§ **Extrait du document**:
◇ ◇ ◇ ◇
Marthe Bibesco / Photo © Paul Hellyn Membre étranger littéraire du 8 janvier 1955 au 28 novembre 1973.
Prédécesseur : Édouard Montpetit
Successeur : Mircea Eliade
Fauteuil 37


BIOGRAPHIE

Née en Roumanie, à Bucarest, le 28 janvier 1886. Marthe Bibesco a six ans lorsque son père Jean Lahovary, qui a épousé une jeune femme de la noblesse, est nommé diplomate à Paris et y installe sa famille. Tout en restant fidèle à ses racines, Marthe se crée un nid spirituel dans sa nouvelle patrie. À son arrivée, elle pratique déjà couramment la langue française. Sa mère en était une adepte fervente. Ce n'est que plus tard qu'elle apprendra le roumain. Ses souvenirs d'enfance seront empreints de tristesse. Elle a deux sœurs et un frère; celui-ci meurt à l'âge de dix ans, laissant les siens inconsolables. D'autres drames la marqueront plus tard : une de ses sœurs mettra fin à ses jours en 1918, et deux ans plus tard, sa mère accomplira le même geste fatal.
◇ ◇ ◇ ◇
§ **Consignes**:
a) Répondez aux questions sur la notice de Marthe Bibesco.
(i) Dans quelle ville Marthe Bibesco est-elle née ?
(ii) Quel âge a-t-elle lorsque son père est nommé diplomate à Paris ?
(iii) Qui lui succède au fauteuil 37 ?
b) Poursuivez la biographie de Marthe Bibesco après sa dernière phrase.
Les enregistrements qui suivent forment un matériau distinct de ce texte.
◇ ◇ ◇ ◇
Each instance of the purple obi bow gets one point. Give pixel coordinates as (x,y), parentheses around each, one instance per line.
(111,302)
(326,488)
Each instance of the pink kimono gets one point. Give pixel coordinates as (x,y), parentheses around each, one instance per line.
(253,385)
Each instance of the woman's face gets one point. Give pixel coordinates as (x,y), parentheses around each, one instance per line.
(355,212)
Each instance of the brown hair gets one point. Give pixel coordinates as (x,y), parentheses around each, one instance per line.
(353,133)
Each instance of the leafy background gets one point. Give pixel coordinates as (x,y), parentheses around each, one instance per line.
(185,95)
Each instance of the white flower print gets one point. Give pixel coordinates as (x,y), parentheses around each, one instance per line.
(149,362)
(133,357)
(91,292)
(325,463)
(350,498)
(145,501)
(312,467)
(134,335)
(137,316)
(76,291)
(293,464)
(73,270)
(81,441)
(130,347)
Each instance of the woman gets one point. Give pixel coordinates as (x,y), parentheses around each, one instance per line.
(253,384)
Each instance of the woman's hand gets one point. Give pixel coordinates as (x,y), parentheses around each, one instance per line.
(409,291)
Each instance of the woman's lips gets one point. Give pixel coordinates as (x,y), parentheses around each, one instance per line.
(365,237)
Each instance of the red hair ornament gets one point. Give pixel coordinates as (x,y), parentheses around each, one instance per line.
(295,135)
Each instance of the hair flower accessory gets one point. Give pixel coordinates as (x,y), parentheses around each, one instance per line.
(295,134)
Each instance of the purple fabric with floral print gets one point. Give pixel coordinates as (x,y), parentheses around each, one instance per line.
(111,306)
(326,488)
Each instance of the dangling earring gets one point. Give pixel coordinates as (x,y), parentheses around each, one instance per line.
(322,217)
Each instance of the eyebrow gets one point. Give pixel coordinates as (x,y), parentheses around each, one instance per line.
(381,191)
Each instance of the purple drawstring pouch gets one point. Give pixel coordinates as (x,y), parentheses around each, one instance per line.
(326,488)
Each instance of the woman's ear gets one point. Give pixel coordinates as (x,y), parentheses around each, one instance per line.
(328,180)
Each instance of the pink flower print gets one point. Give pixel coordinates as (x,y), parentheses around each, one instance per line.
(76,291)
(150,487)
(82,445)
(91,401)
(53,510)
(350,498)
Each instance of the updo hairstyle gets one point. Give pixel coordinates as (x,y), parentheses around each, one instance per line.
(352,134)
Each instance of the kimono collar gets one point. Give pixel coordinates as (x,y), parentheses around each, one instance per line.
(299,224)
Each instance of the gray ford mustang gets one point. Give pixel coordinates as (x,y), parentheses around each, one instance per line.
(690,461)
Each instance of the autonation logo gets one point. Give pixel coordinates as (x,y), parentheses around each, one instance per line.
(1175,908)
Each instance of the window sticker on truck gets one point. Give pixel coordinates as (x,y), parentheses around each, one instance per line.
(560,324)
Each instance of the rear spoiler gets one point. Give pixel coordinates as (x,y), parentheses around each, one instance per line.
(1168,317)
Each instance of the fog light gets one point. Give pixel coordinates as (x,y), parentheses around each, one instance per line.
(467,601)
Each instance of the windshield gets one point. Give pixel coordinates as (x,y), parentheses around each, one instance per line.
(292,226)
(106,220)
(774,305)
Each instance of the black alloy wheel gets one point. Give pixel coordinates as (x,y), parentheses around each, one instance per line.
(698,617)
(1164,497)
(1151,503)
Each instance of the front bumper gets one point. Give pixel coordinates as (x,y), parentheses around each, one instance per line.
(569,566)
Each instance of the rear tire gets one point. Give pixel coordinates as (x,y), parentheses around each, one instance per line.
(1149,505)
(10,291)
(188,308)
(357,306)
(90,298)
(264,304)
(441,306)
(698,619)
◇ ◇ ◇ ◇
§ **Réponses attendues**:
a)
(i) À Bucarest.
(ii) Six ans.
(iii) Mircea Eliade.

b)
Même si Anna de Noailles, sa cousine, qui ne l'aimait pas beaucoup, mettra un jour en doute la pureté de certaines alliances familiales, elle devra s'incliner devant les quartiers de noblesse du prince Georges Bibesco, fils de la princesse de Chimay, que Marthe épouse, à seize ans seulement, en 1902. C'est à cet âge-là qu'elle commence à fréquenter les salons.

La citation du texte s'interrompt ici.